Run the following ADB command from the RKNN rknn_ssd_demo example directory at external/rknpu/rknn/rknn_api/examples relative to the SDK root. It pushes the install directory to /userdata on the Rockchip device.

adb -H host.docker.internal push install /userdata

The -H host option overrides the default ADB server interface. It defaults to localhost. Add the option to point the client to the server hosting the device’s USB connection. In this case, the build system resides within a container where host.docker.internal resolves the Windows container host.

Launch the Service

Change the current working directory to the push destination and run the demo as a service.

mkdir /tmp/in /tmp/out
cd /userdata/install/rknn_ssd_demo
./rknn_ssd_demo \
  -m model/ssd_inception_v2_rv1109_rv1126.rknn \
  -i /tmp/in \
  -o /tmp/out &

The command-line arguments specify the input folder and output folder. Note that the demo program needs to launch from its installed directory otherwise it will terminate with a segmentation fault. The demo looks for coco_labels_list.txt under the model folder relative to the current working directory. This limitation could be corrected for production by providing the path to the label list as a command-line option.

The new service begins by initialising the Rockchip hardware and loading the SSD model, as follows.

Loading model ...
librknn_runtime version 1.7.3

Testing and Evaluation

The following tests utilise the ADB bridge over USB. USB is fast and can approximate the capture rate of a USB camera. The R snippet below lists the functional testing tools used to exercise the recognition circuit using a multi-core Windows host as a 20-node compute cluster.

#' @examples
#' \dontrun{
#' unsplash.rknn() |> imager::load.image() |> plot()
#' }
unsplash.rknn <- \(..., dim = "300x300") {
  tempfile(fileext = ".bmp") -> bmp
  url <- paste0(
    "https://source.unsplash.com/random/", dim, ".jpg")
  imager::save.image(imager::load.image(url), bmp)
  system2("adb", c("push", bmp, "/tmp/in"))
  tmp <- file.path("/tmp/out", basename(bmp))
  while (system2("adb", c("pull", tmp, dirname(bmp))) != 0L) {}
  system2("adb", c("shell", "rm", tmp))
  bmp
}

tmp.out <- \(x, ext = "txt") {
  system2("adb",
          c("shell", "cat",
            file.path("/tmp/out",
              xfun::with_ext(basename(x), ext))),
          stdout = TRUE)
}

#' @examples
#' \dontrun{
#' # Process 100 random bitmaps.
#' # Load their results.

* EXERCISE INSTRUCTIONS *
• 1. In the Rockchip demo guide, where does the demo look for coco_labels_list.txt?
• 2. Decide whether each statement agrees with the Rockchip demo guide, and answer yes or no with the deciding words quoted from it. (a) The demo can be launched from any directory without trouble. (b) The ADB command pushes the install directory to /userdata on the device. (c) The tests run over a Wi-Fi connection.
• 3. Carry on the Rockchip demo guide from its last line.
The data after this point is separate from the Rockchip demo guide.

* STORED DATA *

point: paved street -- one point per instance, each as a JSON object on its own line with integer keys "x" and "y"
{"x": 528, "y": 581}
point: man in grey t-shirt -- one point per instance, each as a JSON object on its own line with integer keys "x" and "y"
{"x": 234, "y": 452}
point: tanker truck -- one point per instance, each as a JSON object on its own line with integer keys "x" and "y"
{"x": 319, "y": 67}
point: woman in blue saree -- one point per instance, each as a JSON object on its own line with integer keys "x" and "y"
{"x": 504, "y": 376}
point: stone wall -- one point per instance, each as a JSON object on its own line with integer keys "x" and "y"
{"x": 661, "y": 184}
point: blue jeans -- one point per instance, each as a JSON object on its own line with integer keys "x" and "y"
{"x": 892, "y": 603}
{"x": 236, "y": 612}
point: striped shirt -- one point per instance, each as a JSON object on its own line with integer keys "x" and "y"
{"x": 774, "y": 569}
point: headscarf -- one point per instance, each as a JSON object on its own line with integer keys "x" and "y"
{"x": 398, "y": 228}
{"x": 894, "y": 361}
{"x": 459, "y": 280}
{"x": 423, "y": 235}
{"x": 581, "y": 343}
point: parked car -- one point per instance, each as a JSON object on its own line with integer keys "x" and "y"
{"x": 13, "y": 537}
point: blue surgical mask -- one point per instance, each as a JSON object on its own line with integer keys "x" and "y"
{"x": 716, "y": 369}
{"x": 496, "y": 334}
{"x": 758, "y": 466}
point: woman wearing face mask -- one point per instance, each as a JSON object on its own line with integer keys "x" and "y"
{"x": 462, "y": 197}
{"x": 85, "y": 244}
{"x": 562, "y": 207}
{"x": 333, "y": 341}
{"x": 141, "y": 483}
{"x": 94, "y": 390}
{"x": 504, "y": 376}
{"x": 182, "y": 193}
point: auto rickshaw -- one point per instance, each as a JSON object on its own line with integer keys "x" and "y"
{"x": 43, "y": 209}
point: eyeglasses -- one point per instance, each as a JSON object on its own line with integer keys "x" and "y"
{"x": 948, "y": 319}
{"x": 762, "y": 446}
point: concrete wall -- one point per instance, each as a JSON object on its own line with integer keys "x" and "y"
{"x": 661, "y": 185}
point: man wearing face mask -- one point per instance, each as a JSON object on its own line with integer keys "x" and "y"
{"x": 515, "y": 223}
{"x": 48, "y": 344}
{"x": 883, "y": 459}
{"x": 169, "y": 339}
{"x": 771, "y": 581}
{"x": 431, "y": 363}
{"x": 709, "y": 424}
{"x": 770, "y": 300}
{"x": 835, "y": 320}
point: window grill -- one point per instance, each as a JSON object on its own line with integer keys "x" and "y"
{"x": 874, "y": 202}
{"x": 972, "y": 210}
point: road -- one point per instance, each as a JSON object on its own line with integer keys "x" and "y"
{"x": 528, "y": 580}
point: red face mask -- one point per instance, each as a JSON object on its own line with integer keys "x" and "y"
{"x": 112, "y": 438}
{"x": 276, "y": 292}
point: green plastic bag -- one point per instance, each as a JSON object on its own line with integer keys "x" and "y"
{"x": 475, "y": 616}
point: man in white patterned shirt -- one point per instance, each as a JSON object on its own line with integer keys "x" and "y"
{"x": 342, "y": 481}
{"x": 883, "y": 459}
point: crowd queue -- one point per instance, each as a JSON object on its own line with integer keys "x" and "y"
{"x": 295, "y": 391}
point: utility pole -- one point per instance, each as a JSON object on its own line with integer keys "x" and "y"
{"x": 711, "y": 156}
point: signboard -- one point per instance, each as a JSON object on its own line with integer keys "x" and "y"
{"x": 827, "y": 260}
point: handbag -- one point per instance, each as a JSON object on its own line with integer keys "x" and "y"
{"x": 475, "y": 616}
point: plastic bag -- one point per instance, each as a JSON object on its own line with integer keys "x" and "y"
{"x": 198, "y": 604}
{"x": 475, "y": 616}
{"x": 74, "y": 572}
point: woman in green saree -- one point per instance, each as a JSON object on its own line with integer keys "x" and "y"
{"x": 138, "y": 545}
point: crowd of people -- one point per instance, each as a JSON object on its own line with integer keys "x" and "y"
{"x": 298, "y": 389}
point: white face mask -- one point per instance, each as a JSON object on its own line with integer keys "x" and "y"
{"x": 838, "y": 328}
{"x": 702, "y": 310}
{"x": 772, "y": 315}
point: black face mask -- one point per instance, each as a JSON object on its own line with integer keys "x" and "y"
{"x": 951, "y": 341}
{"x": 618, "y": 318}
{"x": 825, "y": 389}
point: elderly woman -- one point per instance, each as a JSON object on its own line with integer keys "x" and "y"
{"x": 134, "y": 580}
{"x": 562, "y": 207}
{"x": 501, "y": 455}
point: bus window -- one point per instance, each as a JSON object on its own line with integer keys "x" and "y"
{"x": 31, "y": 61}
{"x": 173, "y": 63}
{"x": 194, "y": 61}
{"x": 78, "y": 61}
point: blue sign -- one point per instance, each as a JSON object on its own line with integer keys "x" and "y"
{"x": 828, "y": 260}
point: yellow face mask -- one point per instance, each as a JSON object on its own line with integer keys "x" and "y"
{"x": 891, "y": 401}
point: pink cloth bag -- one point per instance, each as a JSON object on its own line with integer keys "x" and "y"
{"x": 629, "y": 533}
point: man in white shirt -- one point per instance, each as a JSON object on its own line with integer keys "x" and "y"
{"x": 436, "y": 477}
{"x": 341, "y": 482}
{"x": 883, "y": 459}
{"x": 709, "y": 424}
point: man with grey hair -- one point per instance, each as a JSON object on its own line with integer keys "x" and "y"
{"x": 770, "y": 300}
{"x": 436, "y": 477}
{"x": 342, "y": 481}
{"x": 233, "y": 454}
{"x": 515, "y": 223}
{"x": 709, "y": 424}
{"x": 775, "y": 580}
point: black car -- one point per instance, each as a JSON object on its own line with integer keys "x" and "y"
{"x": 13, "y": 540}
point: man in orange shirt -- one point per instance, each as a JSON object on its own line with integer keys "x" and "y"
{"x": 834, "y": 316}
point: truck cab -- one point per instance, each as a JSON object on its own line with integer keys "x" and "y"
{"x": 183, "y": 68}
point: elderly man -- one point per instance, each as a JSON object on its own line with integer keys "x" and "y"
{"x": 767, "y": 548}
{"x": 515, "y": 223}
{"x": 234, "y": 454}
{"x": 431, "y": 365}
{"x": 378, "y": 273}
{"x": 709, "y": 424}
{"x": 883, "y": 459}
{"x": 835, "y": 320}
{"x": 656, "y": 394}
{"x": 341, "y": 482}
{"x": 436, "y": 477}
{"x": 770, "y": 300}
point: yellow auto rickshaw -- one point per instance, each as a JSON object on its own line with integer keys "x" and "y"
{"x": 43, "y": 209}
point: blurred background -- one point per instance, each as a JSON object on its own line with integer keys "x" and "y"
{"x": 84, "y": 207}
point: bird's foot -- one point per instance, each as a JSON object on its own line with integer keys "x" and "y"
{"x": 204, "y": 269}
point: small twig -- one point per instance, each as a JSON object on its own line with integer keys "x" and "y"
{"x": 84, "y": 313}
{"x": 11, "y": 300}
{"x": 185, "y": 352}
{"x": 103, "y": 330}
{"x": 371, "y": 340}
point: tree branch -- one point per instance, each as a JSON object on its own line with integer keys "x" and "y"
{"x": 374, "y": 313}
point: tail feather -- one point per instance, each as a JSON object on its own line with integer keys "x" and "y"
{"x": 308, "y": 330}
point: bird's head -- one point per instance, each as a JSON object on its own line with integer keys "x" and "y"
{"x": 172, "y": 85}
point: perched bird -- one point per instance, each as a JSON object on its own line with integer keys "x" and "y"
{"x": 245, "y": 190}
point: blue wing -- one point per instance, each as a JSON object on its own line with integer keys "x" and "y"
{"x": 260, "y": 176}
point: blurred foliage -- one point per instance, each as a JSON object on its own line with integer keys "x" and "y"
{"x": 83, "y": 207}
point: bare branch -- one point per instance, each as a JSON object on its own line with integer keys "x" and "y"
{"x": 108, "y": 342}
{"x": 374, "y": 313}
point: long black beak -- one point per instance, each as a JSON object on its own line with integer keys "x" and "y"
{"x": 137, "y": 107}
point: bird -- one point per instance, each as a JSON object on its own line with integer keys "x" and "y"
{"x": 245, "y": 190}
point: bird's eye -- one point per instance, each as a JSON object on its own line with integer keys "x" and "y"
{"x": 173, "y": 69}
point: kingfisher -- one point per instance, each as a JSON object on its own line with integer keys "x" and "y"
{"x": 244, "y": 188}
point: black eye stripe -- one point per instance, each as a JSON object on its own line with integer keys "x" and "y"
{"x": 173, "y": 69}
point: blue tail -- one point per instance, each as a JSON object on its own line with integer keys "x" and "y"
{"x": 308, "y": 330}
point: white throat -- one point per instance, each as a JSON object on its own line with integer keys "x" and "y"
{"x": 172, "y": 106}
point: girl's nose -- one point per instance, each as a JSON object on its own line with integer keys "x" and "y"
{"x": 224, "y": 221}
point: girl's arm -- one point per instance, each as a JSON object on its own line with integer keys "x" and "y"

* ANSWERS IN ORDER *
• 1. Under the model folder relative to the current working directory.

• 2.
(a) No: "the demo program needs to launch from its installed directory otherwise it will terminate with a segmentation fault"
(b) Yes: "It pushes the install directory to /userdata on the Rockchip device."
(c) No: "The following tests utilise the ADB bridge over USB."

• 3.
#' sfLapply(1:100, unsplash.rknn) -> bmp
#' sfLapply(bmp, tmp.csv) -> csv
#' sfLapply(bmp, tmp.csv, ext = "txt") -> txt
#' }
tmp.csv <- \(x, ext = "csv") {
  read.csv(text = tmp.out(x, ext))
}

#' Compiles a data frame for a single RKNN run.
#'
#' The data frame includes:
#' - the name of the recognised object,
#' - its left, top, right and bottom bitmap bounds,
#' - millisecond Rockchip performance, and the
#' - marked-up bitmap path.
#'
#' Requires an ADB connection to the system-on-chip.
#'
#' @examples
#' \dontrun{
#' do.call(rbind, sfLapply(bmp, unsplash))
#' }
unsplash <- \(bmp) {
  csv <- tmp.csv(bmp)
  if (nrow(csv) != 0L)
    cbind(csv, tmp.csv(bmp, "txt"), data.frame(bmp = bmp))
}

The test machine launches 20 concurrent processes as a compute cluster and applies 1000 concurrent “unsplash.rknn” jobs; each job pops a random image from the Internet and pushes it through the “inotify” and RKNN service before reloading the marked image.

library(snowfall)
sfInit(parallel = TRUE, cpus = 20L)
sfLapply(1:1000, unsplash.rknn)
load("ms.RData")
hist(ms, main = "RKNN performance (ms)")

See Figure 1. Notice that the vast majority of frames pass through the RISC-V at around 70ms. See also Figure 2. The recognition performance and the compute performance are not correlated.

Conclusions

Generic processing of arbitrary ‘image frame capture’ sources is the primary advantage of the “inotify” approach. It allows for any source that can generate a filesystem image, as well as for multiple sources simultaneously since the architecture does not care about where the frames originate nor how they interrelate. The order of kernel events determines the priority of recognition: first come, first served. Effectively, the approach converts the neural network to a fully abstract service with a filesystem interface.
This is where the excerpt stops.